--- Start of SELECTED TEXT ---

By dividing the running time in winter and summer semesters, one expects
in each semester a number of counts (neutrinos plus background) given by:
\begin{equation}
N_{w,s}= \frac{N_0 W_{w,s} + N_b}{2} \, ,
\end{equation}
where we assume that the background mean rate is constant during the year.
Seasonal modulations can be detected at the $n$-sigma level if the
difference $N_w - N_s$ exceeds at the corresponding level the
statistical fluctuation of the total number of counts:
\begin{equation}
\left| N_w - N_s \right| \ge n\sqrt{N_w+N_s} \, .
\label{fluct}
\end{equation}
For the four running experiments, the accessible region can be determined
approximately from the quoted signals $S$ and statistical error $\Delta S$
and the expected signal for standard neutrinos $S_0$. In fact, if we use
\begin{eqnarray}
\frac{N_t}{N_0}&=&\frac{S}{S_0} \\
       \nonumber \\
\frac{\sqrt{N_w+N_s}}{N_t}&=&\frac{\Delta S}{S}
\end{eqnarray}
and Eq.~(\ref{fluct}), we find
\begin{equation}
\left| W_w - W_s \right| \ge \frac{2n \Delta S}{S_0}\, .
\end{equation}
The region of parameters determined by this condition should obviously be
intersected with the region such that $W_w + W_s$
is consistent with the reported signals.

--- End of SELECTED TEXT ---
--- Start of SOURCE DATA ---

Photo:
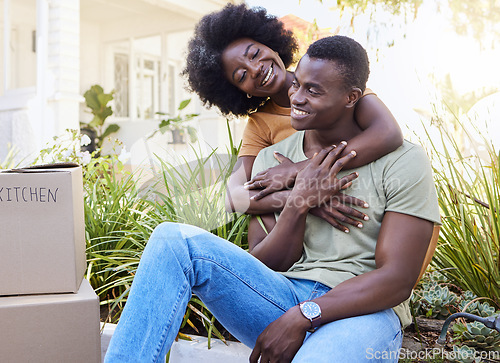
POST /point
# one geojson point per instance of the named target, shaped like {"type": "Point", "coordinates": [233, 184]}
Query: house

--- End of SOURCE DATA ---

TASK INSTRUCTIONS »
A – From the neutrino passage, list each quantity in the sentence beginning "For the four running experiments" that is given a symbol, along with that symbol.
B – Please write out the stretch of the neutrino passage from "By dividing the" through "during the year.", swapping "background" for "noise".

ANSWERS IN ORDER »
A –
quoted signals, $S$
statistical error, $\Delta S$
expected signal for standard neutrinos, $S_0$

B –
By dividing the running time in winter and summer semesters, one expects
in each semester a number of counts (neutrinos plus noise) given by:
\begin{equation}
N_{w,s}= \frac{N_0 W_{w,s} + N_b}{2} \, ,
\end{equation}
where we assume that the noise mean rate is constant during the year.